◆ Task requirements ◆
**a)** Please answer these about the vowel-lengthening discussion, marking each answer (i), (ii), (iii) to match:
(i) Which two dictionaries did the person asking fail to find the rule in?
(ii) According to the rule they found, what happens to the 'n' before 'nf' and 'ns'?
(iii) Which source is cited as saying a vowel before ns and nf was pronounced long?
**b)** In the vowel-lengthening discussion, switch "syllable" to "unit" and write out the passage from "A vowel before two" to "to indicate pronunciation.".
**c)** Resume the vowel-lengthening discussion after its final sentence.
===== Document extract =====
Vowel Lengthening before 'nf' and 'ns'

I stumbled across this apparent rule that states a vowel should be lengthened when it comes before ‘nf’ and ‘ns’; I don’t see this in Lewis & Short or Gaffiot, so I assume this was something uncovered through phonology research in the 20th century. The rule I found states that the ‘n’ in this case actually disappears from pronunciation, leaving only a long vowel. I think I’ve seen a similar pronunciation rule elsewhere where the ‘n’ becomes nasalized, but I’m drawing a blank on what letter combination triggers this.

My question: Is the above rule something that is a manner of pronunciation as a general rule, or just a description of how Latin speakers altered their pronunciation during a specific point when ‘classical’ Latin was still spoken? If the later, is better from an orthographic perspective to omit the macron in this situation and allow the reader to determine the pronunciation, or should the vowel always be marked with a macron?

The underlying rule, I believe, is that a vowel followed by two consonants is always long. It is sometimes described as “long by position”, and there is no need to put a macron on it.

A vowel before two consonants is not always long by any means. This is to confuse a long vowel and a long syllable. It isn’t even true to say that a syllable in which a vowel is followed by two consonants is always long. For example, in the line “natum ante ora patris, patrem qui obtruncat ad aras” the first syllable of patris is short, but the first syllable of patrem is long. In both words the vowel a is short. But a vowel before ns and nf was actually pronounced long, according to Vox Latina, so it should have a macron if you are writing macrons to indicate pronunciation.

I’m not sure I understand the difference between your two options.
===== Raw data =====
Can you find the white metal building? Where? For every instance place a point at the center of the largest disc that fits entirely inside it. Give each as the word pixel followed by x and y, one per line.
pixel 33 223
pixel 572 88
=====
◆ Answers per task ◆
**a)**
(i) Lewis & Short and Gaffiot.
(ii) It disappears from pronunciation, leaving only a long vowel.
(iii) Vox Latina.

**b)**
A vowel before two consonants is not always long by any means. This is to confuse a long vowel and a long unit. It isn’t even true to say that a unit in which a vowel is followed by two consonants is always long. For example, in the line “natum ante ora patris, patrem qui obtruncat ad aras” the first unit of patris is short, but the first unit of patrem is long. In both words the vowel a is short. But a vowel before ns and nf was actually pronounced long, according to Vox Latina, so it should have a macron if you are writing macrons to indicate pronunciation.

**c)**
What I can say though, is that the -ns- and -nf- context is specific in Latin spelling and pronunciation. Let me explain:

At some time, let’s say a word had the -ens- sequence. It was pronounced -ens-. Then, the n following the e caused the e to become nasalized, so it came to be pronounced -ẽns-, but would still have been written -ens-. Then, the n disappeared from the pronunciation, but the vowel, by compensatory lengthening, became long, so that the global rhythm of the word is kept, and so it was pronounced with a long nasalized vowel -ẽ:s- (the : noting the length of the vowel) and the spelling becomes -ēns- to partially reflect that state. So, it’s not mandatory to write the macron, but it’s more accurate.

Technically, you should see this n as a mute letter indicating the preceding nasalization.

Later in Vulgar Latin, the nasalization got lost, as we can see with CL mēnsa > VL mēsa, as we can still see today (with the length lost) in Spanish with mesa.

By the way, it’s almost the same scheme with final -m after a vowel, such as in mēnsam, but the vowel is only semi long and it’s not in the spelling.

Thank you for pointing that out. Yes, I see now that there might be a difference. From what I remember of my schooldays, I only ever needed to use macrons and breves in the context of scansion, of sorting out dactyls from spondees and so on.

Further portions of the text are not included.